- EXERCISE INSTRUCTIONS:
A: According to the text on distributed processing systems, what did Bitcoin originally include for direct peer exchange?
B: Reproduce the passage on distributed processing systems from "The distributed processing" up to and including "a similar structure.".
C: Carry on the text about distributed processing systems from the point where it stops.

The distributed processing system
It is interesting to see how people like to think that Peer-to-peer only relates to client systems. NTP is a case in point where this is not the case. The servers in a distributed NTP stratum can be configured to all interact the set the time between the group. As such, this can result in a client to distributed server system.
Systems such as Bitcoin (and even Ethereum) have a similar structure.
A client sends a transaction. Where this is an interaction between a user and a merchant, in this exchange, the interaction is between the two peer systems directly. That is, the user sends a signed transaction top the merchant. This is a direct peer exchange. Bitcoin originally included an IP to IP direct exchange protocol for this reason. It was a part of the original code and merchant system that was depreciated due to a few issues that were never addressed (this is also a feature that is not a part of the main exchange protocol and does not require a fork to implement).
From this point, the merchant would seek to send the transaction to the miners. The miners in a near complete graph structure efficiently distribute and validate the transaction for inclusion into a block. In this way, the mining network acts as a single distributed Server Processing System. The distribution in a Moran process (1962) that allows for an efficient, that is close to O(1) distribution of information in a peer network.
The system works well as the user does not need to trust the system at all. The user is signing a transaction that is handed (over an IP to IP link) to a merchant, even where the user does not have an active Internet connection. This works as the user can also know that they are holding their private keys in an ECDSA system that only requires that they have a valid address that holds a sufficient value in the distributed ledger. That is, as maintained collectively by the miners as a virtual distributed Server Processing System.
In any exchange, the merchant can only verify and distribute the value that the user signs and this can be done offline where the merchant does not have access to the user’s system in any manner.
The merchant then has the responsibility to ensure that the payment is processed, this is sent to the mining infrastructure or in bitcoin, a distributed Server Processing System that is designed to settle and clear the transaction. This is what mining is. It is the settlement system for the peer cash exchange that has occurred between the connected systems.

- STORED DATA:
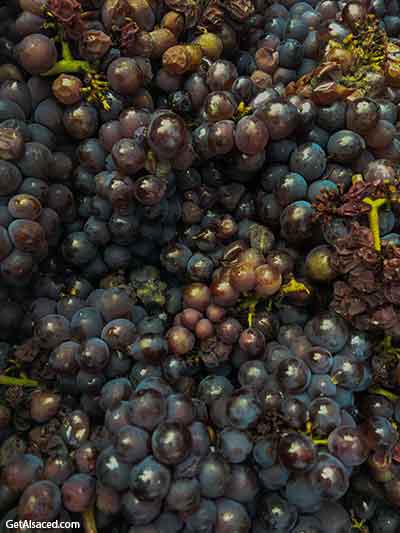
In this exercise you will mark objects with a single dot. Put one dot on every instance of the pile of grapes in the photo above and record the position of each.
(200, 266)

- ANSWERS TO THE EXERCISES:
A: Bitcoin originally included an IP to IP direct exchange protocol.

B:
The distributed processing system
It is interesting to see how people like to think that Peer-to-peer only relates to client systems. NTP is a case in point where this is not the case. The servers in a distributed NTP stratum can be configured to all interact the set the time between the group. As such, this can result in a client to distributed server system.
Systems such as Bitcoin (and even Ethereum) have a similar structure.

C:
The mining system in bitcoin works best when systems that are a part of the giant node or clearing house that forms the mining process are more powerful. A high-powered server acts as a more efficient node. It can maintain thousands of peer links which increases the network efficiency. When too many small (for instance Raspberry Pi) level system are incorporated, these nodes start to isolate the system. This occurs as these systems can only maintain a small number of peers simultaneously (in the Raspberry Pi case between 5 and 10 links is usual). These results in a loose mesh at the extreme case where all systems are small. This is both inefficient and insecure and vulnerable to Sybils.
The problem that we see with Bitcoin is that people cannot isolate the functions within the system. They treat the entirety as a single monolith and cannot see how this can be utilised in its components.
For the merchant in our example, it is incumbent on them to send the transaction to the network, not on the user. It is the merchant who seeks payment and who will lose revenue if they fail to process this transaction. It is on the merchant that this cost should be assigned.
Transaction costs are at the heart of the economic foundations of law. This is an idea that started with the “Coasean revolution” in contract law (Coase, 1937) and the theory of the firm. Coase formulated the idea of transaction costs and the fair allocation of these costs in trade and exchange.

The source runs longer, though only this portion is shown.